Extracted text:
Sunday, January 17, 2010

Cornbread and Food Images


When I was young my mother used to make baked beans and what she called Johnny Cake, i.e. cornbread. I have no idea if Johnny Cake is a regional expression – my mom is from Winnipeg – or perhaps just an old fashioned one. I am sure someone out there in the ether can tell me.

This is NOT her recipe, handed down from mother to daughter for generations out of mind. It is one that I found in a magazine last month when I needed to make cornbread to go with the baked beans I was serving on Boxing Day.

Cornbread
½ c all-purpose flour
½ c fine yellow cornmeal
1 ½ tsp sugar
1 tsp baking power
1 tsp salt
½ cup whole milk, room temperature
1 large egg, room temp.

Preheat oven to 425. Butter a 9 * 5 inch loaf pan.
Whisk together flour, cornmeal, sugar, baking powder, and salt in a medium bowl.
Whisk milk and egg in a small bowl
Pour into flour mixture and stir until just combined. Do not over-mix, the batter should be lumpy
Pour batter into prepared pan. Bake until top is golden brown, about 20 to 25 minutes.

Dataset rows:
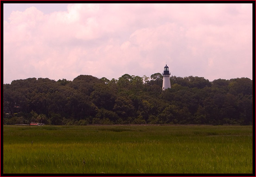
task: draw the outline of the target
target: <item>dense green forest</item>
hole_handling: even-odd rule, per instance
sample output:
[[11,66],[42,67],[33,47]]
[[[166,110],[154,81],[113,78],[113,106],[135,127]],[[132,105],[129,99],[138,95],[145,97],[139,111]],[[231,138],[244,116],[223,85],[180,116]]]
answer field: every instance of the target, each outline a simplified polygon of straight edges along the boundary
[[3,85],[4,124],[250,125],[252,81],[125,74],[109,80],[30,78]]

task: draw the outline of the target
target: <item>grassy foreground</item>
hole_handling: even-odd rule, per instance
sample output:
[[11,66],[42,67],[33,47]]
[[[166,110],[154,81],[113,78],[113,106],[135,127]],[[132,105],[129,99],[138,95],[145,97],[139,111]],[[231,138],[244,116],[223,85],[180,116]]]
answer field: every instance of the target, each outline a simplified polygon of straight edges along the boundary
[[252,173],[252,126],[4,126],[4,173]]

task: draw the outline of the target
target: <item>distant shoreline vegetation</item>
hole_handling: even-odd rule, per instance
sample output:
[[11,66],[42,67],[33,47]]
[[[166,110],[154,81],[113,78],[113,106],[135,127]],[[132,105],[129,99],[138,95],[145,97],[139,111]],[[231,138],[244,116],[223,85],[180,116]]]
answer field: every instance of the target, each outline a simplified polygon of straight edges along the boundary
[[3,84],[4,124],[252,125],[251,79],[170,79],[165,90],[159,73],[13,81]]

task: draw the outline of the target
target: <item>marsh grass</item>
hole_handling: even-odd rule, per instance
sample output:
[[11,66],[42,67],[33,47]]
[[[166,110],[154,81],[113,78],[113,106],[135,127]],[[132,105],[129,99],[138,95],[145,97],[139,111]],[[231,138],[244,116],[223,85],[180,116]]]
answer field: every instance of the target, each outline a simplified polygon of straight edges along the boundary
[[252,173],[251,126],[4,126],[3,137],[4,173]]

Challenge:
Reproduce the passage of the cornbread post above from "When I was young" to "inch loaf pan.".

Exercise result:
When I was young my mother used to make baked beans and what she called Johnny Cake, i.e. cornbread. I have no idea if Johnny Cake is a regional expression – my mom is from Winnipeg – or perhaps just an old fashioned one. I am sure someone out there in the ether can tell me.

This is NOT her recipe, handed down from mother to daughter for generations out of mind. It is one that I found in a magazine last month when I needed to make cornbread to go with the baked beans I was serving on Boxing Day.

Cornbread
½ c all-purpose flour
½ c fine yellow cornmeal
1 ½ tsp sugar
1 tsp baking power
1 tsp salt
½ cup whole milk, room temperature
1 large egg, room temp.

Preheat oven to 425. Butter a 9 * 5 inch loaf pan.